● DIRECTIONS:
If "instance" shows up in a line of the material, return that line.

● INPUT RECORDS:
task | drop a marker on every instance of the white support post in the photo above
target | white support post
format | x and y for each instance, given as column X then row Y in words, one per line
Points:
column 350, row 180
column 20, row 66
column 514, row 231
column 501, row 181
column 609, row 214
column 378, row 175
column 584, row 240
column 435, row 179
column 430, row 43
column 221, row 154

● EXERCISE SOLUTION:
task | drop a marker on every instance of the white support post in the photo above
format | x and y for each instance, given as column X then row Y in words, one per line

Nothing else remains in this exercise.